> WHAT YOU WILL DO:
The entries below need to be written out exactly, with no pictures included.

Photo-based referring expression data:
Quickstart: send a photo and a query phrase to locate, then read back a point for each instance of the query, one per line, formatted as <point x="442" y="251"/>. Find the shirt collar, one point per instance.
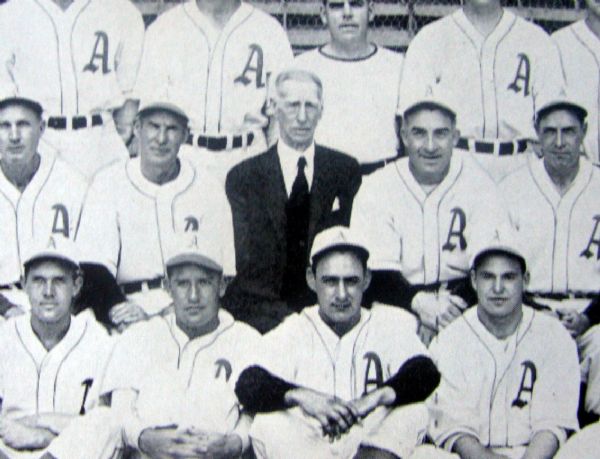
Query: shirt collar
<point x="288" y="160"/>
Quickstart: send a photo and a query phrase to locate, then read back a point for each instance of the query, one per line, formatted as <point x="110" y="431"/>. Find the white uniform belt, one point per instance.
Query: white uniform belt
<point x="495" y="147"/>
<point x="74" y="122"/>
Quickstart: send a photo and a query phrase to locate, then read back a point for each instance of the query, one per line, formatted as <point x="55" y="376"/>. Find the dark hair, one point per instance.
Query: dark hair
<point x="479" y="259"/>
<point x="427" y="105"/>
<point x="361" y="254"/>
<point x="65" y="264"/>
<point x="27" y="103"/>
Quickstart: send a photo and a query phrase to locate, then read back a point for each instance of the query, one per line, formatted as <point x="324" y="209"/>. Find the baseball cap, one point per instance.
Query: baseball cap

> RESPONSE TO THE EXERCISE:
Quickstart: send a photo and a query phrase to locate, then read back a point for each instance of the query, one per line, formatted as <point x="442" y="251"/>. Find the shirt collar, one point per instance.
Query: shirt collar
<point x="288" y="160"/>
Quickstart: send a photo and a query phrase to locate, then read back a point for each instance of the query, one per line, formatted as <point x="110" y="431"/>. Find the white uniform belt, one point per instance.
Query: white uniform belt
<point x="495" y="147"/>
<point x="74" y="122"/>
Quickstart: send a photo and a query phrase to locate, then read back a point for each instance of the query, one per line, formatted as <point x="55" y="376"/>. Find the dark hair, one point per instance.
Query: dark hair
<point x="479" y="259"/>
<point x="427" y="105"/>
<point x="361" y="254"/>
<point x="65" y="264"/>
<point x="27" y="103"/>
Quickstart: send a photo and a query phrase to locate, then read back a point for each instance of the query, one per line, formatted as <point x="324" y="209"/>. Find the baseball cap, one point per instance.
Query: baseball cap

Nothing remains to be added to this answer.